_Document source:_
┄┄┄┄┄┄┄┄┄┄
Cependant, cette joie d’être caché n’est qu’une partie de l’équation. L’autre versant, tout aussi crucial, est le besoin d’être trouvé. C’est un désir profondément ancré dans notre psyché, celui d’exister en lien avec autrui. Il ne s’agit pas simplement d’être présent physiquement, mais d’être compris, reconnu et accepté dans notre essence la plus profonde.
L’exemple du nourrisson cherchant le regard de sa mère, dont nous avons déjà parlé, est particulièrement éloquent. Ce regard n’est pas seulement un contact visuel, c’est un besoin de confirmation existentielle. À travers les yeux de sa mère, le bébé se voit exister, se sent reconnu et aimé en tant qu’être à part entière. C’est le début du processus de la construction du self. De la fusion première, le nourrisson se dégage progressivement pour amorcer la phase de la séparation-individuation, oscillant entre le besoin d’explorer son environnement et d’acquérir une autonomie grandissante et celui de se rassurer auprès de la présence parentale.
┄┄┄┄┄┄┄┄┄┄
_Données fournies:_
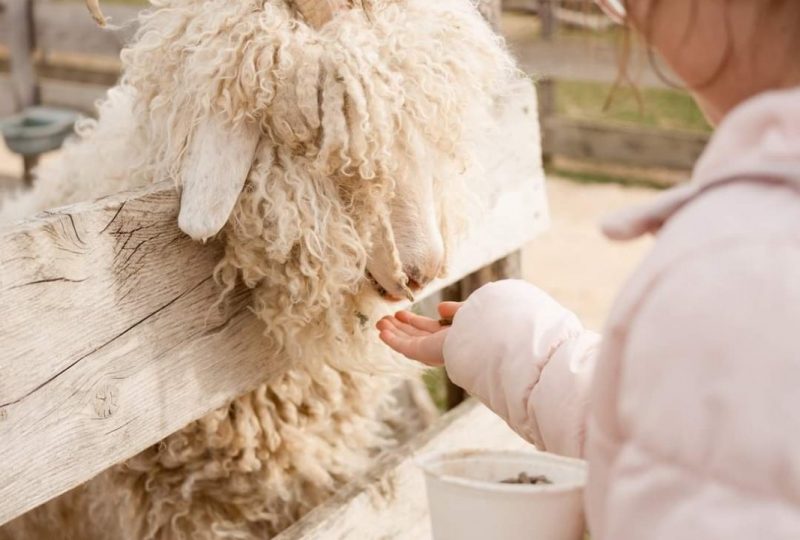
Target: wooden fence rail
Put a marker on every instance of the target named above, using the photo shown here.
┄┄┄┄┄┄┄┄┄┄
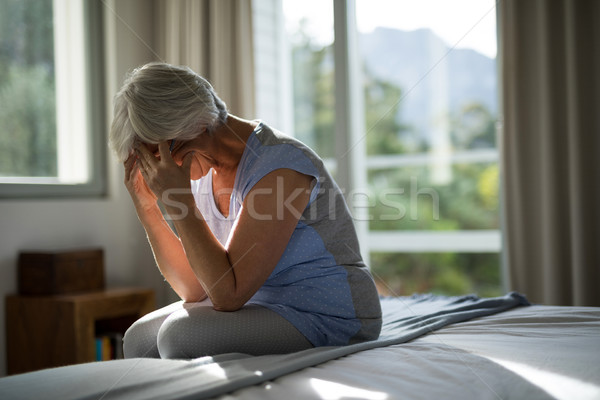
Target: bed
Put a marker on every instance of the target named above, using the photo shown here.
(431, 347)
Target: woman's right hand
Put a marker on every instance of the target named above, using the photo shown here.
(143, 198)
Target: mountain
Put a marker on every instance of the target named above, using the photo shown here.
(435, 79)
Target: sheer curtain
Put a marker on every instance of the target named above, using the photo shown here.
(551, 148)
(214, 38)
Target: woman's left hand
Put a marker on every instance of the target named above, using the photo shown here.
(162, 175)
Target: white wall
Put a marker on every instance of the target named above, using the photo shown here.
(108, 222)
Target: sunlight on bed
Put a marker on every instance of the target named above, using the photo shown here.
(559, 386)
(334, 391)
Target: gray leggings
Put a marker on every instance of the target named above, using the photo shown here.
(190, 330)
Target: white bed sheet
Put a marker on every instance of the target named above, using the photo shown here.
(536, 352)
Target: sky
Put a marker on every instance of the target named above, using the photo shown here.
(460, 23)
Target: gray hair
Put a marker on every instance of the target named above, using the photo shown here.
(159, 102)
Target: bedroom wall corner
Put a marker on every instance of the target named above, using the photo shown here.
┄┄┄┄┄┄┄┄┄┄
_Exercices à faire:_
A) D'après le texte, quelle phase le nourrisson amorce-t-il en se dégageant de la fusion première ?
B) Reproduisez le passage du texte qui commence aux mots « Cependant, cette joie » et s'arrête après les mots « la plus profonde. ».
Les enregistrements n'ont aucun rapport avec le texte.

_Résultats des exercices:_
A) La phase de la séparation-individuation.

B)
Cependant, cette joie d’être caché n’est qu’une partie de l’équation. L’autre versant, tout aussi crucial, est le besoin d’être trouvé. C’est un désir profondément ancré dans notre psyché, celui d’exister en lien avec autrui. Il ne s’agit pas simplement d’être présent physiquement, mais d’être compris, reconnu et accepté dans notre essence la plus profonde.